• _PAGE EXCERPT_
Change in Ohio fireworks law doesn't make them any safer

Friday, July 01, 2022

More individuals using fireworks means greater potential for injuries

The change in Ohio’s law permits the purchase and discharge of consumer grade fireworks this July 4th weekend, unless restricted by local laws. Even though many communities have prohibited fireworks use with local ordinances, the change is certain to increase the purchase and use of fireworks locally this weekend. This makes safety reminders even more critical than in year’s past.

It is important to remember that fireworks are unsafe in the hands of consumers – due to user error as well as product malfunctions. According to the United States Consumer Product Safety Commission, in 2021 approximately 31 percent of selected and tested fireworks products were found to contain noncompliant components, including fuse violations, the presence of prohibited chemicals and pyrotechnic materials overload. This illustrates the fact that just because fireworks may now be legal in some cities in Ohio, they aren’t any safer. In fact, fireworks were involved with an estimated 11,500 injuries treated in U.S. hospital emergency departments during 2021, according to the CPSC. Thirty-two percent of those injuries were burns. From 2006 – 2021 there has been a 25 percent increase in fireworks-related injuries.

• _PROVIDED DATA_

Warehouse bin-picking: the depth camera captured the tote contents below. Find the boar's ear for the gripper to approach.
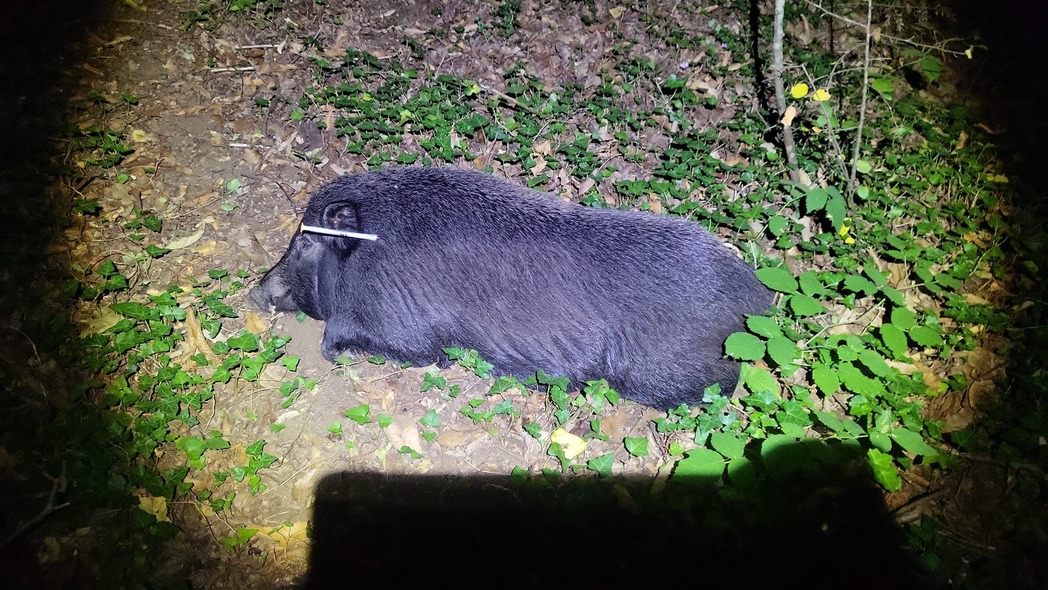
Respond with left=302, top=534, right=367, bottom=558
left=324, top=202, right=361, bottom=232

• _GOAL OF THE EXERCISE_
Update the Ohio fireworks law article, starting with "More individuals using" and going on through "in year’s past.", and swap "weekend" for "holiday".

• _TASK RESPONSE_
More individuals using fireworks means greater potential for injuries

The change in Ohio’s law permits the purchase and discharge of consumer grade fireworks this July 4th holiday, unless restricted by local laws. Even though many communities have prohibited fireworks use with local ordinances, the change is certain to increase the purchase and use of fireworks locally this holiday. This makes safety reminders even more critical than in year’s past.